▶ _TEXT PASSAGE_:
_ _ _ _

By Marc Kovac
The state parole board says Charles Lorraine of Warren, on death row for the brutal murder of an elderly couple 25 years ago, should be executed next month as scheduled.
The panel released its recommendation Wednesday morning after considering the clemency request from Lorraine. In the unanimous decision, members said the inmate should face lethal injection Jan. 18.
“It is obvious from the facts of this case that Lorraine targeted this elderly couple because they were vulnerable,” the parole board wrote. “He gained their trust and then used this same trust as a means to enter their home, only to slaughter them and steal their valuables. He shared with the board during his interview that he knew in advance that he was going to kill the victims. Unfortunately, to this day, he cannot explain why he committed these violent acts.”
Lorraine was sentenced to death for the May 1986 knifing deaths of Raymond and Doris Montgomery, the latter confined to a bed at the time of the killing. Lorraine stabbed both multiple times before ransacking their Warren home and using the money and personal items he stole to buy drinks for friends at a bar.

_ _ _ _

▶ _WHAT IS ASKED_: Tell whether each statement agrees with the news report, answering yes or no and quoting the words of the report that decide it. 1. The parole board's decision was unanimous. 2. The killings took place in May 1986. 3. Lorraine told the board he decided to kill the couple only after he was inside their home. The records that come next aren't needed for anything here.

_ _ _ _

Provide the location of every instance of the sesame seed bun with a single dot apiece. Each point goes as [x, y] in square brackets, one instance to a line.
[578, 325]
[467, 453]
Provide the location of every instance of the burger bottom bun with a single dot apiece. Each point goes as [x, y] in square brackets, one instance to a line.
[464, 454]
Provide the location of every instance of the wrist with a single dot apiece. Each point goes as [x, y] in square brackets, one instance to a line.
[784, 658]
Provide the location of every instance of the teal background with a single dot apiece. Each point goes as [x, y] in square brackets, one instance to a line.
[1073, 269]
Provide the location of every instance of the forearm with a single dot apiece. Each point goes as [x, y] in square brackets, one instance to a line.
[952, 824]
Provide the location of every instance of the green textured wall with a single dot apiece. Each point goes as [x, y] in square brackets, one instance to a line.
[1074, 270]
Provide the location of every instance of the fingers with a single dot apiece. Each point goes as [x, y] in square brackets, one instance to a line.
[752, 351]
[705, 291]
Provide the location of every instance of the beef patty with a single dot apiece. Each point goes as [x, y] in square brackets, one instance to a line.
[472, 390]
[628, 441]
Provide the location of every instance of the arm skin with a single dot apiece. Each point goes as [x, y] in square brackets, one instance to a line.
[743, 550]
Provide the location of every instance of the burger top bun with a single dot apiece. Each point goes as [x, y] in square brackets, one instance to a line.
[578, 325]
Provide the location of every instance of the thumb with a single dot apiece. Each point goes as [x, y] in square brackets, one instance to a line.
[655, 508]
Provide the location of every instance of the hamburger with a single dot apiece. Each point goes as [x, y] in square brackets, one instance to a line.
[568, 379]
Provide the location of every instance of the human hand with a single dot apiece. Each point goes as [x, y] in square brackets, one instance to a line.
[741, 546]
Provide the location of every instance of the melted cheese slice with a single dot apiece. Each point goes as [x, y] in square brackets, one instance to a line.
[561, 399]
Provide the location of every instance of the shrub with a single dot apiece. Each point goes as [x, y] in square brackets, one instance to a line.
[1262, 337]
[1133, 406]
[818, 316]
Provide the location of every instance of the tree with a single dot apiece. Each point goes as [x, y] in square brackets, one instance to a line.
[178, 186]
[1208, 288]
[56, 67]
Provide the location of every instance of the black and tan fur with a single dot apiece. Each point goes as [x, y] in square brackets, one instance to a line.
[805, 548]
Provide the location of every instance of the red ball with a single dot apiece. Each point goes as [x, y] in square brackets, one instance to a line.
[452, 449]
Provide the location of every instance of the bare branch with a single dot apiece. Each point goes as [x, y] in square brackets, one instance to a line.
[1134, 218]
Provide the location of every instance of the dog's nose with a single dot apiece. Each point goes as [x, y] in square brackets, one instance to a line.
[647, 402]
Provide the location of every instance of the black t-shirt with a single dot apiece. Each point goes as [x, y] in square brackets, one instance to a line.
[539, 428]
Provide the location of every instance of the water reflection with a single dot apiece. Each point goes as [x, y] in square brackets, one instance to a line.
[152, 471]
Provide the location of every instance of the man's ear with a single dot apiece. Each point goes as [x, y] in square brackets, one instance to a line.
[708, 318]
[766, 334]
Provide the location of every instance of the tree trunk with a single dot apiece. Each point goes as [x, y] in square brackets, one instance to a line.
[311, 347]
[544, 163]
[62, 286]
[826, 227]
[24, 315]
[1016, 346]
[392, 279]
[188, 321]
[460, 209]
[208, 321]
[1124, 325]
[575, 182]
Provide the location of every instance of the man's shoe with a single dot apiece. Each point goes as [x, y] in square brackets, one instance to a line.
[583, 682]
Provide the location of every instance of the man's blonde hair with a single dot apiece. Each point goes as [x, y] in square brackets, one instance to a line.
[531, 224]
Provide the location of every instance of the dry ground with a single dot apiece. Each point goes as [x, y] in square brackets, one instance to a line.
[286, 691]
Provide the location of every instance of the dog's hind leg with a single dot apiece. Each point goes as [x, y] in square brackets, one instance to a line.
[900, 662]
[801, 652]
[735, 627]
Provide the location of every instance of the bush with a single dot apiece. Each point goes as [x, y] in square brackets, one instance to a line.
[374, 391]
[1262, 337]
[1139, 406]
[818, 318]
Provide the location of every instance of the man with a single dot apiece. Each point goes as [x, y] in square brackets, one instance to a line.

_ _ _ _

▶ _PROBLEM SOLUTION_:
1. Yes: "In the unanimous decision"
2. Yes: "the May 1986 knifing deaths of Raymond and Doris Montgomery"
3. No: "he knew in advance that he was going to kill the victims"